- **Quoted text**
Begin

Friday, October 9, 2020

Could 'inverse' First Amendment save us from ourselves?

Journalism professor Stephen Bates, J.D., University of Nevada Las Vegas, has published a fascinating article in The Atlantic on "the inverted First Amendment," as envisioned by philosopher William Ernest Hocking (1873-1966) in the 1940s.

Hocking on National
Educational Television
As Bates explains, Hocking posited that a correct interpretation of the First Amendment command, "Congress shall make no law ... abridging the freedom of speech," incorporates the command that, sometimes, Congress must make laws that further the freedom of speech.

Post-war America was beset with the perception that mass media were out of control, contributing, as Bates describes, to "polarization, echo chambers, and provocateurs."  That's a good reminder for our times that since the Spanish-American War and subsequent, in part consequent, invention of modern journalism, it's never quite been the idyllic institution of our imaginations.  Hocking contributed a key study to the work of the U.S. Commission on Freedom of the Press, on which he served.

The commission, otherwise known as the Hutchins Commission after chair and University of Chicago President Robert Hutchins, produced a landmark 1947 report.  Concluding that the press is a vital institution in American democracy, the Hutchins Report could have been read as justification for government regulation in furtherance of social responsibility.  The report was read to bolster the controversial development of journalism professionalization and ethics codes.

Hocking's inverse, or positive, First Amendment would have compelled the government affirmatively to protect free speech and even to promote journalism.  This model of positive speech regulation is not unknown in American media law.  In the broadcast medium, because it was not afforded full First Amendment protection, the dubiously constitutional fairness doctrine was instigated by the Hutchins Commission.  In the same vein and medium, we still have, however increasingly irrelevant it is, the equal time rule.  There is some debate over whether there is not some minimal positive requirement in the First Amendment penumbra.  For example, due process in the Fifth and Fourteenth Amendments may be read to require that a court respond to a complainant's filing—a petition for redress of grievance—if only to dismiss it.

A positive First Amendment could have been the basis for a constitutional right of freedom of information, or access to information, in lieu of the later enacted and oft beleaguered Freedom of Information Act of 1967.  Some states and many countries, not to mention international human rights systems, declare a constitutional or human right of access to information, which may require government transparency and even the affirmative publication of information.

Pres. Roosevelt
proposes a Second
Bill of Rights in
January 1944.

More broadly, the notion of positive civil rights, as opposed to the mostly negative commands of the U.S. Bill of Rights, animates constitutional law in many other countries, especially in association with what are sometimes called "second" and "third generation," or "red" and "green" rights, guaranteeing socioeconomic interests, such as employment, food, housing, and a safe environment, as opposed to "first generation," "blue" rights of a political nature.  ("Generations" models of human rights have been criticized fairly as inadequate, if not patronizing, to describe socio-legal development, but the model is still usefully descriptive in some contexts.)  In fact, some positive, "second generation" rights would have been enshrined in U.S. law, had President Franklin Roosevelt's "Second Bill of Rights" gained traction.  The famously expansive constitution of South Africa well models the codification of socioeconomic rights, while the experience of the courts and the people of South Africa speaks simultaneously to the challenges of making the model work, and the arguable perils of constitutionalizing aspiration.

End

Pick up the post on Hocking's inverted First Amendment and carry it forward from its final sentence. The rows after this text play no part in the work.

- **Given information**
Begin

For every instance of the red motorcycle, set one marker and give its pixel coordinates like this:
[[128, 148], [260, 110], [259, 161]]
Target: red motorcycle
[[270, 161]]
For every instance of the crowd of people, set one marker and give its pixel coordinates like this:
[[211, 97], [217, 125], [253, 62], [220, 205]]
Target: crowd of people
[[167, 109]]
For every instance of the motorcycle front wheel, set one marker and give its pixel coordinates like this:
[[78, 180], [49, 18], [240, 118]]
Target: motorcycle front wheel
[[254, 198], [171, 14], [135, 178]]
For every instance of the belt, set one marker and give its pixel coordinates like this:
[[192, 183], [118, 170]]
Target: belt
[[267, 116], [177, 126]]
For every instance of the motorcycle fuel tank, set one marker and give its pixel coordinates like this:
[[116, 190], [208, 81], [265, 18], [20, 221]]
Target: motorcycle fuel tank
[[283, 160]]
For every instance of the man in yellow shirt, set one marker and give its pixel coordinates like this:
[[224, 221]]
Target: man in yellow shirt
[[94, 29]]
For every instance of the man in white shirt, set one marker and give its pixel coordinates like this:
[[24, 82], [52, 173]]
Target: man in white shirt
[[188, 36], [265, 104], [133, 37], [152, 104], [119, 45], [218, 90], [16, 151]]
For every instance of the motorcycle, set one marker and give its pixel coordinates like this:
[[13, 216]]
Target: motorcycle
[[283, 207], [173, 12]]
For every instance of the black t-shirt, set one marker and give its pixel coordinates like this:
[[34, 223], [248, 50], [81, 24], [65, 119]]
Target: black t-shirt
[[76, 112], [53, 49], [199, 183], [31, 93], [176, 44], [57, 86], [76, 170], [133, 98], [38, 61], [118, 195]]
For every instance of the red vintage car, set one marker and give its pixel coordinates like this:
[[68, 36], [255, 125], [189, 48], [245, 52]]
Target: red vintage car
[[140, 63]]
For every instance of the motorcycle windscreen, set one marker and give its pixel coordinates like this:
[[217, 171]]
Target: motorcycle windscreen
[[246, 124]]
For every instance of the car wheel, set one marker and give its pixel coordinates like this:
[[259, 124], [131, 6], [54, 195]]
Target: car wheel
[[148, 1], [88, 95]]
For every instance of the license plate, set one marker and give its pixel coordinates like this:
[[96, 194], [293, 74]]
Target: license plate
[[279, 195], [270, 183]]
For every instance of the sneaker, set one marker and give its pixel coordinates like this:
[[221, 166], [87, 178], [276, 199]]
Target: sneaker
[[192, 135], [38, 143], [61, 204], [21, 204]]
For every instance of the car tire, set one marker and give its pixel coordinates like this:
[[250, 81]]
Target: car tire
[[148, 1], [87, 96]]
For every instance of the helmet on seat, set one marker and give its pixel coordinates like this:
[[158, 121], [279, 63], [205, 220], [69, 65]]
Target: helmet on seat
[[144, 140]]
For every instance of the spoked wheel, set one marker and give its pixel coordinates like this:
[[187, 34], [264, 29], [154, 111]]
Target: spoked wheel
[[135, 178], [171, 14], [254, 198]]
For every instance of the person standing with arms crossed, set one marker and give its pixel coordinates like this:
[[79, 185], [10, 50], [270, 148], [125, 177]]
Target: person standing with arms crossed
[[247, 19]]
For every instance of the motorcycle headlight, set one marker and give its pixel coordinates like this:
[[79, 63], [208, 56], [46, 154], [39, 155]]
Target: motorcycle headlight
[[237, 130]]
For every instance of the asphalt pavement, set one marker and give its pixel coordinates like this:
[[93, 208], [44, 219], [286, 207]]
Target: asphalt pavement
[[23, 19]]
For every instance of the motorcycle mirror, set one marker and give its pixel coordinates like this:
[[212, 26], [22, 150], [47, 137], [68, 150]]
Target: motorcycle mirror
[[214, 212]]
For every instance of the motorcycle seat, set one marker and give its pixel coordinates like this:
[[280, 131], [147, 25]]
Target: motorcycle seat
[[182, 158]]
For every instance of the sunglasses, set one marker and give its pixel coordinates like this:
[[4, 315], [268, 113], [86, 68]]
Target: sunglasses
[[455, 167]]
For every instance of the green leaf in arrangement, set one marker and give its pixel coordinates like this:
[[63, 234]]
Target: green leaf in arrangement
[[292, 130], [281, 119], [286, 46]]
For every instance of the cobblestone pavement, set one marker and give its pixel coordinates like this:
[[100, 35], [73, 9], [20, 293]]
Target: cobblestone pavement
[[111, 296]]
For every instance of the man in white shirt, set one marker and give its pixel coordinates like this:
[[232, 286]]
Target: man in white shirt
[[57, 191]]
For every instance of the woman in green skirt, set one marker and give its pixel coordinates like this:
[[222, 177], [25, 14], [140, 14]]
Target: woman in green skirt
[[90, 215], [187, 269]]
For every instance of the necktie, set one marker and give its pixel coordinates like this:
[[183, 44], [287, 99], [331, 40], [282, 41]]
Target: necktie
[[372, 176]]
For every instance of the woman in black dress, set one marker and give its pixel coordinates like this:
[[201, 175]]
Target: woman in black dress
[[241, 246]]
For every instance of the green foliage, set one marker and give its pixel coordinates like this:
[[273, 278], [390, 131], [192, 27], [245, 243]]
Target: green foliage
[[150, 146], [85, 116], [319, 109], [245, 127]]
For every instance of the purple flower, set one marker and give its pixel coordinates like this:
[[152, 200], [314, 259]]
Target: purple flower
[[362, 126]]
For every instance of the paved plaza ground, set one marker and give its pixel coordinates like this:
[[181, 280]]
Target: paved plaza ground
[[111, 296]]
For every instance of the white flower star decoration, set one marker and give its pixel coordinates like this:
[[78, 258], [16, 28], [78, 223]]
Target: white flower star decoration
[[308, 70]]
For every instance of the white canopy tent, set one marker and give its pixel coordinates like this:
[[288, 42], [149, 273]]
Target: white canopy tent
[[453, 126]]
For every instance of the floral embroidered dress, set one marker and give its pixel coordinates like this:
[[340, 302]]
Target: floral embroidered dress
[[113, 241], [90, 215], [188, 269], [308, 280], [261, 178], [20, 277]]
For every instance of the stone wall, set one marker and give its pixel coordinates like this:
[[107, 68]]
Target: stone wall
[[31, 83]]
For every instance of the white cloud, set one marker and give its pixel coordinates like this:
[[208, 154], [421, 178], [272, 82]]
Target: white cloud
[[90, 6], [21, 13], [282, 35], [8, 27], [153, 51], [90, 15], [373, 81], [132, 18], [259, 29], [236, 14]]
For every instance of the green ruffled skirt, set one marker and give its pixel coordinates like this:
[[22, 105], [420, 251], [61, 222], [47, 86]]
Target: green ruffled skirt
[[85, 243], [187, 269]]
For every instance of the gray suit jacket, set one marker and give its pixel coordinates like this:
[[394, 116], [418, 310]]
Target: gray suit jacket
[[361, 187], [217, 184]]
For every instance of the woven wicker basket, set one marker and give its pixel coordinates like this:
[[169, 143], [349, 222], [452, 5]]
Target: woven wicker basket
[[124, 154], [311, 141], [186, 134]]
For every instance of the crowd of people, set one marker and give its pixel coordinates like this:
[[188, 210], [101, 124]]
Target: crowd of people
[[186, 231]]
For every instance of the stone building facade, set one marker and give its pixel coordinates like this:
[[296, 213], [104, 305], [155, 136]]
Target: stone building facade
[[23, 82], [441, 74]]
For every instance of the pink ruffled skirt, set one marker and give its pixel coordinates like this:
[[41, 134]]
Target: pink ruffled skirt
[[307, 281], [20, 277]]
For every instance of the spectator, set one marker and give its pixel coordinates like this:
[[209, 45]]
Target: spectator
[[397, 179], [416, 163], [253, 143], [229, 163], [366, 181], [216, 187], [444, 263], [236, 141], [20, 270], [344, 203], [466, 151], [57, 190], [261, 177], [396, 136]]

End

- **Result of this exercise**
Prof. Bates
An inverted First Amendment could empower the government to combat misinformation, or "fake news," today in ways that the First Amendment as presently understood forbids.  However, Bates recognizes, such a positive First Amendment would have a dark side to contend with.  A strong interpretation of a positive First Amendment could justify government regulation that would suppress speech in the interest of furthering other speech, just as the fairness doctrine was said to have done.  Critiquing contemporary calls to regulate the internet, Paul Matzko for the libertarian Cato Institute wrote in 2019:

In one of her early newsletters, Ayn Rand excoriated the public interest standard as an excuse covering “the right of some men (those who, by some undefined criterion, are the public) to sacrifice the interests of other men (of those who, for unspecified reasons are not the public)” [1962].

Rand’s words were meant particularly for FCC Chairman Newton Minow, who, in what may be the only famous speech by an FCC commissioner, had described television as a “vast wasteland” and called for limits on the number of game shows, Westerns, and cartoons aired....

.... The more serious danger was the routine weaponization of the public interest standard to advance private or partisan interests. For example, during the early 1940s, the Roosevelt administration pushed for a ban on newspaper ownership of radio stations, ostensibly because of the public’s interest in preventing cross-media consolidation, but also to prevent anti-New Deal newspaper owners from having a radio platform from which to criticize the President’s policies. The FCC during Richard Nixon’s administration would use a similar rule to try and pressure the Washington Post into abandoning its investigation of the Watergate scandal. 

Sometimes the government does, itself, get into the business of journalism.  Yet recent rancor between President Trump and the Voice of America over what the President seems to perceive as partisan disloyalty shows that VOA's very credibility throughout the world depends on its statutorily mandated editorial independence.

The line between government action to protect a negative First Amendment, such as an artistic-value savings provision in indecency law, and government regulation to further a positive First Amendment, such as leveling the free speech marketplace with a must-publish or must-censor rule, is much finer in practice than in theory.  As Bates observes, "Hocking was a philosopher, not a lawyer."

The article is Stephen Bates, The Man Who Wanted to Save the First Amendment by Inverting It, The Atlantic, Oct. 7, 2020.